- What the task requires
Copy the rows below verbatim, from the line containing "Target: navy jacket panel" through the end of the rows, including both ends.

- Supplied material

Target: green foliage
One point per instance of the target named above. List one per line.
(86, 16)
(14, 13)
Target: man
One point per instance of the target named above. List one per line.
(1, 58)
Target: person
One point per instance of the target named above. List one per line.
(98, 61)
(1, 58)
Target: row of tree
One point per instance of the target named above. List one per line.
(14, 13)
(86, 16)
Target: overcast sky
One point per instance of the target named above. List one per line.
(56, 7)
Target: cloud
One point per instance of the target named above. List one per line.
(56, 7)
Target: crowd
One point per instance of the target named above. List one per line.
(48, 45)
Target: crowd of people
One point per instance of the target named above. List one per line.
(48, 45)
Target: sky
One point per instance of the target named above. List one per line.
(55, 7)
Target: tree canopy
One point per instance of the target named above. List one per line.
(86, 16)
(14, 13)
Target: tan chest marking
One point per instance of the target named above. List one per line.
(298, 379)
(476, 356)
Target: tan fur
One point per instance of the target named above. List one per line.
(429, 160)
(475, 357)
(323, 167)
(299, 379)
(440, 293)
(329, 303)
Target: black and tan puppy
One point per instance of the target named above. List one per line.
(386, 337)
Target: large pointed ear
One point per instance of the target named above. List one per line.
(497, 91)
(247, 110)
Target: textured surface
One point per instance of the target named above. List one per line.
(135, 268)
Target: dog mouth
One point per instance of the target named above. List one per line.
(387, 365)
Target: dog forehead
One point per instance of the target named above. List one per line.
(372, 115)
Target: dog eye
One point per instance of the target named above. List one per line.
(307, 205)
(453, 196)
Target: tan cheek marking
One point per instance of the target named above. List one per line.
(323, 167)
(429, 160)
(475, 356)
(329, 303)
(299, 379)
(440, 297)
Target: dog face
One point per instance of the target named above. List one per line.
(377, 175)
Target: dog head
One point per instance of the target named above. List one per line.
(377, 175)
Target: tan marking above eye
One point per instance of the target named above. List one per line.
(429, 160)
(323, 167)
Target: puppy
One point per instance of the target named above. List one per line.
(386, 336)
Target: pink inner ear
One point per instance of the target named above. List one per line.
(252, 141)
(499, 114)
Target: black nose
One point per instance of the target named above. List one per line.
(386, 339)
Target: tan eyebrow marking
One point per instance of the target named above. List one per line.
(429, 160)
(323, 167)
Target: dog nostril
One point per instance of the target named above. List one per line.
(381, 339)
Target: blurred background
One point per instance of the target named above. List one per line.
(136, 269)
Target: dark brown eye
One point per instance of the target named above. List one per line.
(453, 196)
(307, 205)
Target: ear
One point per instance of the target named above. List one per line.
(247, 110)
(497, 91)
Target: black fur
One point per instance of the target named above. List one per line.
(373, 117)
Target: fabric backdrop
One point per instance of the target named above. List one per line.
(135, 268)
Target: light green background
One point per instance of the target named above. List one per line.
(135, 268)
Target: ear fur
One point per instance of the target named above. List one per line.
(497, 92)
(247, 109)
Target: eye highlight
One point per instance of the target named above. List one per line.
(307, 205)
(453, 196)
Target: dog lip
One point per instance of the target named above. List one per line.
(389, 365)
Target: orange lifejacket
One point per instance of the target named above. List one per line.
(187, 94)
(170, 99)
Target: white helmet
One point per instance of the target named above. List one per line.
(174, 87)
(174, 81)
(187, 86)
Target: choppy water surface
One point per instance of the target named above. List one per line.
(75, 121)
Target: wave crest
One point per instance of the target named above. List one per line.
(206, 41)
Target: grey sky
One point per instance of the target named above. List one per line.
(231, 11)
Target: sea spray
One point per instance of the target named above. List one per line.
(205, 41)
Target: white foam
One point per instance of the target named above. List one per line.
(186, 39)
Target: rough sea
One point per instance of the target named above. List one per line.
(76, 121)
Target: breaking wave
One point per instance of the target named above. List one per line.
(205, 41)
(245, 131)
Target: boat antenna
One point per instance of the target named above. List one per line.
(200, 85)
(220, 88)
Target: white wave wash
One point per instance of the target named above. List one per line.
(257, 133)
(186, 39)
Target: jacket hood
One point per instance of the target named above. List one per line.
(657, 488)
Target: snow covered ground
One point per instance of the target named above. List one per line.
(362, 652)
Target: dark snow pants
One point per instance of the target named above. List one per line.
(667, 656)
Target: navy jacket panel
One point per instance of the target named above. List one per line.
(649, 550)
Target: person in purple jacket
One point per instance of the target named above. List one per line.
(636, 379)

- Exercise response
Target: navy jacket panel
One point per instance of the target named above. List one per line.
(649, 550)
Target: person in purple jacket
One point per instance of the target named above. List one per line.
(636, 379)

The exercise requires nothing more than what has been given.